Pick out every line of the entries below where "butterfly" occurs, and copy those lines.

(DATA FOR THE TASK):

##########

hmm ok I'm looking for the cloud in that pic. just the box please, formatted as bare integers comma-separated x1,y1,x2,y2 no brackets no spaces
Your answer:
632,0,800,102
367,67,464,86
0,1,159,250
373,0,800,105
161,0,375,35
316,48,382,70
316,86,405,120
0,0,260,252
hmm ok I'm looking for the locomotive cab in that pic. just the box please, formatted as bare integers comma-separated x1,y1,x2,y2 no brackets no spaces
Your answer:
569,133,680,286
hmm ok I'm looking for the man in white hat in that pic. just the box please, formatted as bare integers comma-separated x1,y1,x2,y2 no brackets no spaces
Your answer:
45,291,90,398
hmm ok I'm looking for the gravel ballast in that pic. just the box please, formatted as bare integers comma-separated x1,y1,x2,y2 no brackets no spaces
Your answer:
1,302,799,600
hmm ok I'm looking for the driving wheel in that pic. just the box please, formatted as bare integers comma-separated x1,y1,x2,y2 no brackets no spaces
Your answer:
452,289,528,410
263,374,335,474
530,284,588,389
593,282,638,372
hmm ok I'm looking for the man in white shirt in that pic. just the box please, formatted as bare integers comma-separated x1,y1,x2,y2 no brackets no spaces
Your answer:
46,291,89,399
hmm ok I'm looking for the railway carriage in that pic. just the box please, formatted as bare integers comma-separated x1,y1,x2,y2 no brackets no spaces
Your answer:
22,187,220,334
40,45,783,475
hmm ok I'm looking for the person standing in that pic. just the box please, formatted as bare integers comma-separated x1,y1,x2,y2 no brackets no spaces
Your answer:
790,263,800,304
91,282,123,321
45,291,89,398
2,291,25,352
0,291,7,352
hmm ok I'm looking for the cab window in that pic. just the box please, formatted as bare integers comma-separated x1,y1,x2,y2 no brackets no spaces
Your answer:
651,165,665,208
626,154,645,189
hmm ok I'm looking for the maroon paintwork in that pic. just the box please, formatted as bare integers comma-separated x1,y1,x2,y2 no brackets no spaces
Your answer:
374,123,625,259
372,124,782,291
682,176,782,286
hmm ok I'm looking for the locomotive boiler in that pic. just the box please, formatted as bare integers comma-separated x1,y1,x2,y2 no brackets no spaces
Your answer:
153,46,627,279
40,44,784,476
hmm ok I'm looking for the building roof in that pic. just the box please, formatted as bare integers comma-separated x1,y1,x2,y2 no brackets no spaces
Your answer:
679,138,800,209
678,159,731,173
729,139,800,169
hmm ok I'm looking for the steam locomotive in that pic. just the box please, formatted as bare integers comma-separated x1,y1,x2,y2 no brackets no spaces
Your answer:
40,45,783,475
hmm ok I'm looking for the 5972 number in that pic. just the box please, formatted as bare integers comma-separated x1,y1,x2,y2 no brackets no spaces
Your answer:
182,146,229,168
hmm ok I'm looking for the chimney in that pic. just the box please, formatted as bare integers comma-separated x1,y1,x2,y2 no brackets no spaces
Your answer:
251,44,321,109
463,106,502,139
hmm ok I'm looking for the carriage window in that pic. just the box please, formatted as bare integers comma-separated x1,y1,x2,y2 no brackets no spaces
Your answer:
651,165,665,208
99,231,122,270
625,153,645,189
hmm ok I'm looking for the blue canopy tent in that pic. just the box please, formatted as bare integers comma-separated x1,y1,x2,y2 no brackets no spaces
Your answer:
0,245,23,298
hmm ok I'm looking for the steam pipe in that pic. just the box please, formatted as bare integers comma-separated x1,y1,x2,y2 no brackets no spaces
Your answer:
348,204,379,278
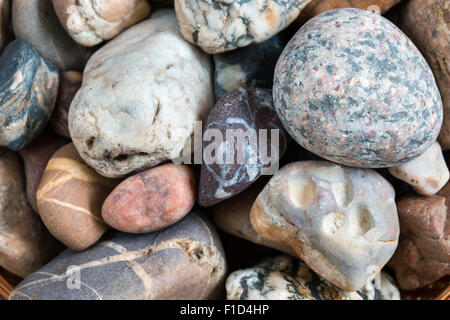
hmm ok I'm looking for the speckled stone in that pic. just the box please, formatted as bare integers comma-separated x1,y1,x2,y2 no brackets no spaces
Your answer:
274,8,443,168
12,0,91,71
9,212,227,300
0,0,11,52
69,9,213,178
389,142,449,196
250,161,399,291
174,0,312,54
214,34,287,100
388,193,449,290
0,40,59,151
226,255,400,300
198,87,287,207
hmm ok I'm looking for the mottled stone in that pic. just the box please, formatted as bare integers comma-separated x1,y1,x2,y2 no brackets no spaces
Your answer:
389,142,449,196
19,131,68,213
214,34,287,100
227,255,400,300
102,164,196,233
389,193,449,290
250,161,399,291
69,10,213,178
50,71,82,138
199,87,287,207
212,179,296,256
0,0,11,52
12,0,91,71
10,212,227,300
52,0,151,47
174,0,312,54
37,143,119,251
274,8,443,168
395,0,450,150
0,39,59,151
0,148,62,278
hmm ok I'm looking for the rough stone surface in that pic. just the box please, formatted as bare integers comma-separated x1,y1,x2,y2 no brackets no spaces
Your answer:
389,142,449,196
12,0,91,71
250,161,399,291
389,193,449,290
102,164,196,233
9,212,227,300
19,131,68,213
0,39,59,151
52,0,151,47
274,8,443,168
69,10,214,178
37,143,119,251
226,255,400,300
212,179,296,256
199,88,287,207
0,0,10,52
214,34,287,100
50,71,82,138
0,148,62,278
174,0,312,54
395,0,450,150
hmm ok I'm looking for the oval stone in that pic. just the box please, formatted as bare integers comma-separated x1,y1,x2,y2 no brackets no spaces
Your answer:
273,8,443,168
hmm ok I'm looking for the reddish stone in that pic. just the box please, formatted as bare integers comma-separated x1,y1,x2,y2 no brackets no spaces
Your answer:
102,163,196,233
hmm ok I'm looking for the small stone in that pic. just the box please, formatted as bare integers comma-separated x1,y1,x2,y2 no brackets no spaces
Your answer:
226,255,400,300
10,212,227,300
388,193,449,290
395,0,450,150
198,87,287,207
0,148,62,278
389,142,449,196
174,0,312,54
0,0,11,52
212,179,296,256
213,34,287,100
0,39,59,151
36,143,119,251
19,130,68,213
250,161,399,291
49,71,82,138
69,9,214,178
52,0,151,47
12,0,91,71
274,8,443,168
102,163,196,233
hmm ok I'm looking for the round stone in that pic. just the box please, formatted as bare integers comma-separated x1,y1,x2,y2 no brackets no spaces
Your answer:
273,8,443,168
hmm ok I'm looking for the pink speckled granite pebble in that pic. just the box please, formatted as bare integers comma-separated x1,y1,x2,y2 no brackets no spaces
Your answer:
273,8,443,168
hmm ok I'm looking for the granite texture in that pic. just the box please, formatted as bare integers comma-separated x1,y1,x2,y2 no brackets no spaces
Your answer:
9,212,227,300
274,8,443,168
0,39,59,151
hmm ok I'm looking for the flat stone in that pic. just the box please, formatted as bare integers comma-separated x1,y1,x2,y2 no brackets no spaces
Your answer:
274,8,443,168
198,87,287,207
389,142,449,196
174,0,312,54
250,161,399,291
49,71,82,138
0,148,62,278
37,143,119,251
0,0,11,52
9,212,227,300
12,0,91,71
102,163,196,233
0,39,59,151
69,9,214,178
226,255,400,300
213,34,287,100
389,193,449,290
18,130,68,213
52,0,151,47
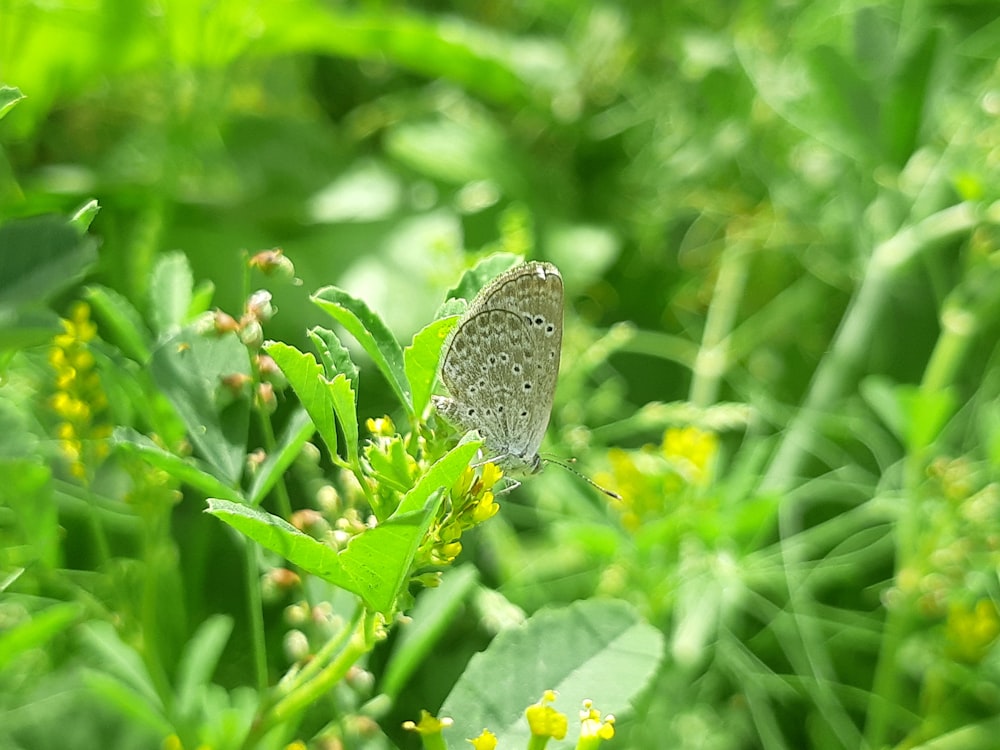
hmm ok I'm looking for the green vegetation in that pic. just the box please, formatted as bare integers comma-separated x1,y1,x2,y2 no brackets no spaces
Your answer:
3,2,1000,749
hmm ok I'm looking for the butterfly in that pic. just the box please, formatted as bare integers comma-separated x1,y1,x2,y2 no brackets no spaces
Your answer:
433,261,619,498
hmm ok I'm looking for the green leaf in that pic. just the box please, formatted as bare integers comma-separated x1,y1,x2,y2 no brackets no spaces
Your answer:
0,215,99,311
149,251,194,337
0,602,83,671
0,86,25,120
174,615,233,723
206,497,437,614
337,500,439,615
206,498,354,587
446,253,522,302
441,599,665,746
70,199,101,232
83,670,174,737
308,326,360,388
365,437,416,497
404,315,459,417
85,284,152,362
330,373,359,468
0,460,59,567
881,28,939,167
78,621,164,710
190,279,216,318
0,309,60,352
247,407,315,506
148,331,251,486
395,437,482,517
380,565,480,699
312,286,411,414
860,376,907,442
112,427,244,501
264,342,340,462
261,9,540,108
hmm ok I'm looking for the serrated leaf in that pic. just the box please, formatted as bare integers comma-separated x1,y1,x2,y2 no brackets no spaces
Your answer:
148,332,250,486
308,326,359,388
248,408,316,506
150,251,194,337
112,427,244,501
312,286,411,414
264,342,339,461
206,497,436,614
85,284,152,362
404,315,459,417
337,501,439,615
441,599,665,746
330,372,359,467
206,498,353,587
0,215,99,310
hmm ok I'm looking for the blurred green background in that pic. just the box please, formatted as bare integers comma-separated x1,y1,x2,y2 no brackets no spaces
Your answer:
5,0,1000,748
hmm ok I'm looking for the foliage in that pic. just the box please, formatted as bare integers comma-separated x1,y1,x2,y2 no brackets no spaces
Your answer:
4,1,1000,749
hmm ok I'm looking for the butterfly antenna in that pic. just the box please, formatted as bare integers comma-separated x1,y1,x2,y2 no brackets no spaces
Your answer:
542,457,622,500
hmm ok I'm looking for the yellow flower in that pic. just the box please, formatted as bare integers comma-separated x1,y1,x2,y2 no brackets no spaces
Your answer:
367,415,397,437
48,302,110,480
471,492,499,523
662,426,718,485
403,710,453,750
525,690,567,741
478,462,503,492
467,729,498,750
945,599,1000,664
578,700,615,748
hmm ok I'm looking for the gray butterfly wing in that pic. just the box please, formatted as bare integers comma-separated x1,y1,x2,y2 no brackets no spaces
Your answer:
437,262,563,469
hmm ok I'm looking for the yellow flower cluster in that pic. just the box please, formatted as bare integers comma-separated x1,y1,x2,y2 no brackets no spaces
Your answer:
945,599,1000,664
424,462,502,566
596,426,719,531
404,693,614,749
48,302,111,479
362,417,502,571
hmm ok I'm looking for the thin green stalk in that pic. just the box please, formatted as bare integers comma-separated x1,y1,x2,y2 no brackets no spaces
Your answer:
761,201,981,494
254,405,293,518
865,294,981,748
760,201,983,749
243,537,269,693
244,607,373,747
280,605,362,695
690,238,751,408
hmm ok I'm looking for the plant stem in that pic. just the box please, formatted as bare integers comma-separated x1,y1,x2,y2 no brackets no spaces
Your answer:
864,289,982,747
691,237,751,408
243,537,269,693
761,201,981,494
244,607,372,747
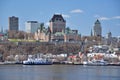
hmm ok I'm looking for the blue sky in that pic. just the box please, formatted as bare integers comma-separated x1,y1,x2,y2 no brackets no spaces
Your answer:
0,0,120,37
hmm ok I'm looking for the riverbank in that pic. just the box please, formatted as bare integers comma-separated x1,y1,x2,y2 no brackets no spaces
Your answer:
1,61,120,66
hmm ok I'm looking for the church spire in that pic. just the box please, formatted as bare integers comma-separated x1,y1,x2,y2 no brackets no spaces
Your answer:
91,29,93,36
95,19,100,24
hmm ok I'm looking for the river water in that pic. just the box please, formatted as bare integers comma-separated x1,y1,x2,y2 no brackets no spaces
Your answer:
0,65,120,80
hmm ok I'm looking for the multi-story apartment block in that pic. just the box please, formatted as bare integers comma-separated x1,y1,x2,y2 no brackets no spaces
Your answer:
26,21,40,33
8,16,19,31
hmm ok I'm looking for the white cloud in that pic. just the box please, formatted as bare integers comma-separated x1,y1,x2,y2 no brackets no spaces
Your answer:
113,16,120,19
70,9,83,13
94,14,120,21
45,22,49,26
94,14,100,18
54,13,61,15
98,16,120,20
54,13,70,18
94,15,110,21
62,14,70,18
116,24,120,26
98,17,110,20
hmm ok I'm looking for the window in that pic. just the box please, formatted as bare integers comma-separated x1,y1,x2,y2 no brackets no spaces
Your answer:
59,19,61,21
56,18,58,21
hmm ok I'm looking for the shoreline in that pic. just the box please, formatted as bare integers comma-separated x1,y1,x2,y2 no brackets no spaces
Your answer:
0,62,120,66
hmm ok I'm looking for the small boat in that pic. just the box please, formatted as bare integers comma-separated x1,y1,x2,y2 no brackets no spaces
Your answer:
73,62,83,65
0,62,4,65
108,62,120,66
52,59,61,64
87,59,108,66
83,61,88,65
23,58,52,65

##########

(ANSWER):
hmm ok I'm looking for the butterfly in that pic. just the box please, formatted as bare integers comma-separated x1,y1,x2,y2 no brackets no spaces
hmm ok I'm looking for the butterfly antenna in that pic. just the box please, formatted as bare integers comma-separated x1,y1,x2,y2 no brackets no spaces
hmm ok I'm looking for the gray butterfly wing in that pic. just the box please, formatted as bare integers comma-separated x1,y1,x2,y2 no brackets no spaces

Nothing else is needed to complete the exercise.